-- Record set follows --

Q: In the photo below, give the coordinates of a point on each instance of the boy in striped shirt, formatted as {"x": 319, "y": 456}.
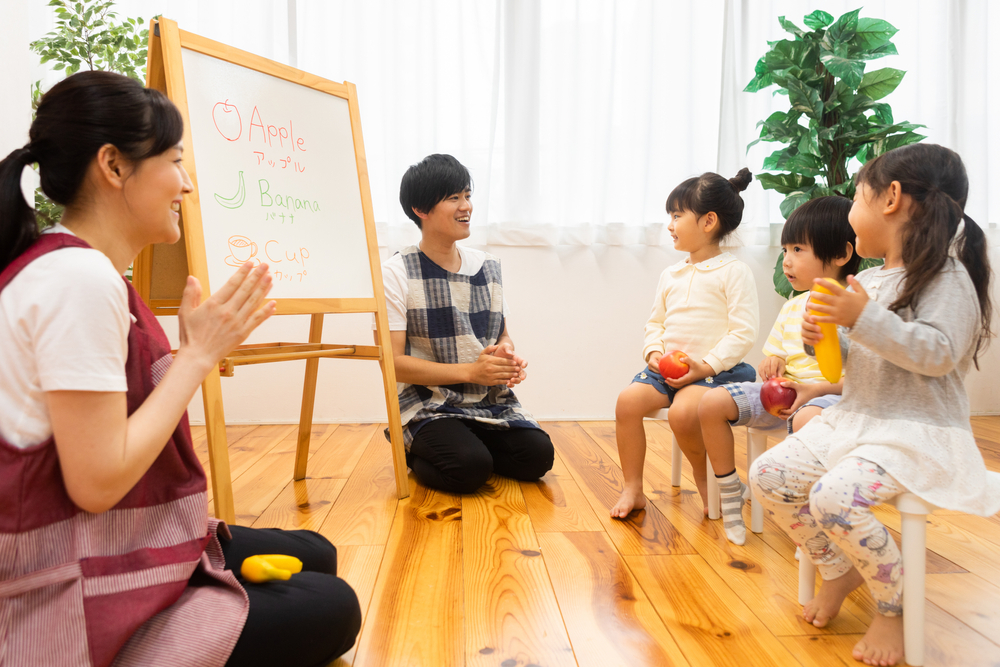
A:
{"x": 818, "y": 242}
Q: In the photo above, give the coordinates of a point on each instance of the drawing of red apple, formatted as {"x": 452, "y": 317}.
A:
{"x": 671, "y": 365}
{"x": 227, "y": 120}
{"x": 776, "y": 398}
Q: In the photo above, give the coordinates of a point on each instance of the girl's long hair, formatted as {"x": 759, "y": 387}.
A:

-- Record set concluded --

Your job is to transcribe the entries above exactly; skip the pictures.

## Result of this task:
Q: In the photo below, give the coordinates of a point on each instance of the boy in striped shirt, formatted as {"x": 319, "y": 456}.
A:
{"x": 818, "y": 242}
Q: In the photo above, give the coordinates of a point on each instance of the drawing of red apple, formatted as {"x": 452, "y": 317}.
A:
{"x": 671, "y": 365}
{"x": 227, "y": 120}
{"x": 776, "y": 398}
Q: In the photo above, give the coordinates of a point on each instance of the girl's long hair, formatted as {"x": 759, "y": 387}.
A:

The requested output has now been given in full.